What the exercise asks →
Pull out each line of the records below that contains the word "positive", and copy it in full.

Supplied information →
┌──

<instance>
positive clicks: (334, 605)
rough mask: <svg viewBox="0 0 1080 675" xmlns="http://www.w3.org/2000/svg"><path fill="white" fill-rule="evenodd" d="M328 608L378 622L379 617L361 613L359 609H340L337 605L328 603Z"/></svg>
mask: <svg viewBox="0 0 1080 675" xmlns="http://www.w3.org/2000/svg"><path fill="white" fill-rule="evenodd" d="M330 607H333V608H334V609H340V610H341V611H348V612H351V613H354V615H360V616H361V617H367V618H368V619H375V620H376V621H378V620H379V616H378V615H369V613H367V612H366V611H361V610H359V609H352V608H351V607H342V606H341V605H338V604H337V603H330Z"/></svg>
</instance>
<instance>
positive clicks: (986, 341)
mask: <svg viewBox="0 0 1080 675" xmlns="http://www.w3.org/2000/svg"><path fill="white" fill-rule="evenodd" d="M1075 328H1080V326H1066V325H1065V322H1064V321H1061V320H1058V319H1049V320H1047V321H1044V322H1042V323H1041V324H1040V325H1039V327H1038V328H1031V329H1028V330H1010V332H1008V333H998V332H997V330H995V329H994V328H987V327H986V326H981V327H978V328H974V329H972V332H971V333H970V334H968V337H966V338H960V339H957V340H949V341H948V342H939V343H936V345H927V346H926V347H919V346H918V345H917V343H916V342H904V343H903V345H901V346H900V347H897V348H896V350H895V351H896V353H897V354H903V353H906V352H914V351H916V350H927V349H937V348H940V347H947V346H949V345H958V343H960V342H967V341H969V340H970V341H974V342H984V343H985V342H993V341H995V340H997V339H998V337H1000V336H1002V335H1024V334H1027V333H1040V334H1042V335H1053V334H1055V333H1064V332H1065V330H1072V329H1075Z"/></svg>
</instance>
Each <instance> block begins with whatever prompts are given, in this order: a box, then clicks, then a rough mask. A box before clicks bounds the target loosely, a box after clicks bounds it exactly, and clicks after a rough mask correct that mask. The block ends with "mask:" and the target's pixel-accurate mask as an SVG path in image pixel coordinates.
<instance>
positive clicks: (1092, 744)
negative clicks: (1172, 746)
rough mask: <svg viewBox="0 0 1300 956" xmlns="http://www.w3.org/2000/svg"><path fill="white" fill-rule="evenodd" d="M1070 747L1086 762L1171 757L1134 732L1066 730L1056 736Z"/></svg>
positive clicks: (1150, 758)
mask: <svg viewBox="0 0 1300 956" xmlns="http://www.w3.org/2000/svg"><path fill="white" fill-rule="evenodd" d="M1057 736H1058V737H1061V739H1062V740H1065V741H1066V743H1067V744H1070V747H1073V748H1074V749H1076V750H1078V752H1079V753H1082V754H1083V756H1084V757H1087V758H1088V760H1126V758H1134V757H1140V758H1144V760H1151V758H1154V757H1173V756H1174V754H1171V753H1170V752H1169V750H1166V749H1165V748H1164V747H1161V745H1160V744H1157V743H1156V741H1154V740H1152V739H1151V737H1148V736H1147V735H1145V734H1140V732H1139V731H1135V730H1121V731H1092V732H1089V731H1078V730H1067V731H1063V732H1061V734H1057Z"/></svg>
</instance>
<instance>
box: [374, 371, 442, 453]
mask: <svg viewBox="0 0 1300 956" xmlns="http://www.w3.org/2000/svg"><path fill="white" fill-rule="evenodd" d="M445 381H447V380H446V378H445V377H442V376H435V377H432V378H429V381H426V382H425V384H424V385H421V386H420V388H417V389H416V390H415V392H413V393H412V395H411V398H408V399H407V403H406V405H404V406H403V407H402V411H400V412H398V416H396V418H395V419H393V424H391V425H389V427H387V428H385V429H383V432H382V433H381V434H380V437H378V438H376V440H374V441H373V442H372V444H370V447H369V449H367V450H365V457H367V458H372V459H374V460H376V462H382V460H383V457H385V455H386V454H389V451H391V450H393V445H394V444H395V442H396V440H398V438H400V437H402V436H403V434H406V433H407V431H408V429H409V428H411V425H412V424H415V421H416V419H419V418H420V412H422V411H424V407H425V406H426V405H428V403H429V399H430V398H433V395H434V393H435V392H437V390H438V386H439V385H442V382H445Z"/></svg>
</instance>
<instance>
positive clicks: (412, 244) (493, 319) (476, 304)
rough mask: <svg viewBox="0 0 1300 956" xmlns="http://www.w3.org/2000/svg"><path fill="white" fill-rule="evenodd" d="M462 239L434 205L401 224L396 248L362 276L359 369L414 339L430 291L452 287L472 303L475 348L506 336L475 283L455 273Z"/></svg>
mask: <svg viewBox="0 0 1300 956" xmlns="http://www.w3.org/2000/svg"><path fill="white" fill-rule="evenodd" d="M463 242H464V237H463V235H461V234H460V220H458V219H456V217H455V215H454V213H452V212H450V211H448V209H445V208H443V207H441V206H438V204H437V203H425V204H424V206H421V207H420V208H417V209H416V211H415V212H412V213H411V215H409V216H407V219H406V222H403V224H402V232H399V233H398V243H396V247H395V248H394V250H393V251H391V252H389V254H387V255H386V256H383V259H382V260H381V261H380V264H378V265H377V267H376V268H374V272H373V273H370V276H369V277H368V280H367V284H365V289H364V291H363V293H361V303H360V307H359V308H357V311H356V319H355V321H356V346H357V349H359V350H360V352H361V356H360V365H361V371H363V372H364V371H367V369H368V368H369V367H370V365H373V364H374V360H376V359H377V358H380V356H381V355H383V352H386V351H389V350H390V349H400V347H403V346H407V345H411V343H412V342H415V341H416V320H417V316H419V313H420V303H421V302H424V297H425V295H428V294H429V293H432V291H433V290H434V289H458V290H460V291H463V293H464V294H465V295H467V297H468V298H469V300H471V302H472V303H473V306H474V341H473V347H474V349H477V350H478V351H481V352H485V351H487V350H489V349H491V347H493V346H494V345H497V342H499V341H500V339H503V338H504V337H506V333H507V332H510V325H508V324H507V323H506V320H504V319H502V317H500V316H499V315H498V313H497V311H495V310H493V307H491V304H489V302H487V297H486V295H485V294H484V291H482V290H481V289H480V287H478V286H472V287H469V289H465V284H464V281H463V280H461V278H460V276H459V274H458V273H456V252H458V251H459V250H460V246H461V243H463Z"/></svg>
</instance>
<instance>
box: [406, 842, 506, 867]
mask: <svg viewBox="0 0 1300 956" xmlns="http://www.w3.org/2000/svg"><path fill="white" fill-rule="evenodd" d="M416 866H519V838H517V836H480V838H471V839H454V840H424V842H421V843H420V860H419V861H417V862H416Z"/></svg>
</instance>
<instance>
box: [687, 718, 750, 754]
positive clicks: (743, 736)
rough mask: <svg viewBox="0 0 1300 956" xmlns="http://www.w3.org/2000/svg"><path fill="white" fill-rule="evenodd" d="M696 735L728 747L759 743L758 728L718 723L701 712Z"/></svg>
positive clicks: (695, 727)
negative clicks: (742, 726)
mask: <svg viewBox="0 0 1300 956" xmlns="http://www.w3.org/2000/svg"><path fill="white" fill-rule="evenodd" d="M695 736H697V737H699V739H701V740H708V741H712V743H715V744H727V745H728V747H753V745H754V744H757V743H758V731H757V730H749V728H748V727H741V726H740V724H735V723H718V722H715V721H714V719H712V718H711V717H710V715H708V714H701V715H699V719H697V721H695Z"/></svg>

└──

Response →
positive clicks: (334, 605)
positive clicks: (986, 341)
positive clicks: (1092, 744)
positive clicks: (1150, 758)
positive clicks: (412, 244) (493, 319) (476, 304)
positive clicks: (743, 736)
positive clicks: (695, 727)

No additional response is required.